**Directions for this task:**
Restate the listing below word for word.

╭─ Information supplied

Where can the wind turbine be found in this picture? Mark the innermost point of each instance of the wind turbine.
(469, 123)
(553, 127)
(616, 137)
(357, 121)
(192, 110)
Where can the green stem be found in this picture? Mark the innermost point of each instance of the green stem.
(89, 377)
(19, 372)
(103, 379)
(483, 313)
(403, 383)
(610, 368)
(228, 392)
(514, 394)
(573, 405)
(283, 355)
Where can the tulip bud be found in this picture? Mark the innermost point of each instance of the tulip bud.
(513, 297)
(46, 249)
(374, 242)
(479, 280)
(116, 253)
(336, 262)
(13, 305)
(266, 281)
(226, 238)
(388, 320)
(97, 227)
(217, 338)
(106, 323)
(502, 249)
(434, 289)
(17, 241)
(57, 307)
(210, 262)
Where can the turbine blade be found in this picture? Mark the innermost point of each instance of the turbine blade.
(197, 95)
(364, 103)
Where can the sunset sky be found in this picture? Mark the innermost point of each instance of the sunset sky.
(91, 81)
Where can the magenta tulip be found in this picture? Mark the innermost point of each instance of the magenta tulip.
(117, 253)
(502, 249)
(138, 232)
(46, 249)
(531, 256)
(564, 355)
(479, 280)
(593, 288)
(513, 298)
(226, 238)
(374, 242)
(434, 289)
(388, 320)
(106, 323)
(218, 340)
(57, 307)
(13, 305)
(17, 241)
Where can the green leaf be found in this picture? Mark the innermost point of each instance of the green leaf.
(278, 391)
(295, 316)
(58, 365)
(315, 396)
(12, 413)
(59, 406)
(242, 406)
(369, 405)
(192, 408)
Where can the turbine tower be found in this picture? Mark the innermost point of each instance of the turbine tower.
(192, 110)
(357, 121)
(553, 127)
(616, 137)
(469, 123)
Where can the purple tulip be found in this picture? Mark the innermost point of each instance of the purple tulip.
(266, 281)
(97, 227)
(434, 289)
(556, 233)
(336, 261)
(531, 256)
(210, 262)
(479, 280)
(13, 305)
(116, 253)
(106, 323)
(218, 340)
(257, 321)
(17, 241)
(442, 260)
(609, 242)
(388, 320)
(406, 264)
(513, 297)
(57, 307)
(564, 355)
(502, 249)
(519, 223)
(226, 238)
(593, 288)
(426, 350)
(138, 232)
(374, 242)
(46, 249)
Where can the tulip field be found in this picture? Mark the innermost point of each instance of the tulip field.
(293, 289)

╰─

**Output below:**
Where can the wind turbine be found in this picture? Mark the innermost point of each instance of the wind turbine.
(469, 123)
(553, 127)
(616, 137)
(357, 121)
(192, 110)
Where can the green stem be found in this picture? Mark the innermost point of each instance of the green stem.
(89, 377)
(19, 372)
(103, 379)
(483, 313)
(403, 383)
(610, 368)
(228, 392)
(514, 394)
(573, 405)
(283, 355)
Where can the tulip bud be found in this picture? Mark the innermost point of each instance of the tulip bud.
(513, 297)
(46, 249)
(374, 242)
(479, 280)
(116, 253)
(336, 262)
(13, 305)
(266, 281)
(226, 238)
(388, 320)
(97, 227)
(217, 338)
(106, 323)
(502, 249)
(434, 289)
(17, 241)
(57, 307)
(210, 262)
Where can the turbine blade be found in this picture? Mark the innermost point of each instance of the turbine blade.
(197, 95)
(364, 103)
Where can the sunset sky be found in this picture? Mark the innermost point of each instance of the sunset sky.
(91, 81)
Where can the magenta tulip be found in this picture? Mark the innermost point of each instance of the magenta tulip.
(117, 253)
(502, 249)
(138, 232)
(46, 249)
(531, 256)
(564, 355)
(479, 280)
(593, 288)
(513, 298)
(226, 238)
(374, 242)
(434, 289)
(388, 320)
(106, 323)
(218, 340)
(57, 307)
(13, 305)
(17, 241)
Where can the green leaf be found in this picture? Mark the innermost point of each instance of the green leaf.
(278, 391)
(295, 316)
(58, 365)
(315, 396)
(12, 413)
(59, 406)
(242, 406)
(369, 405)
(192, 408)
Where can the turbine tower be found in this picture? Mark the innermost point of each instance of the turbine tower.
(192, 110)
(357, 121)
(553, 127)
(616, 137)
(469, 123)
Where can the purple tulip be found in this picture? Mark the innermost point of each instance of the purple tulip.
(266, 281)
(97, 227)
(434, 289)
(556, 233)
(336, 261)
(531, 256)
(210, 262)
(479, 280)
(13, 305)
(116, 253)
(106, 323)
(218, 340)
(257, 321)
(17, 241)
(442, 260)
(609, 242)
(388, 320)
(406, 264)
(513, 297)
(57, 307)
(564, 355)
(502, 249)
(519, 223)
(226, 238)
(593, 288)
(426, 350)
(138, 232)
(374, 242)
(46, 249)
Where can the tulip field be found in this picture? Mark the innermost point of each instance of the tulip field.
(293, 289)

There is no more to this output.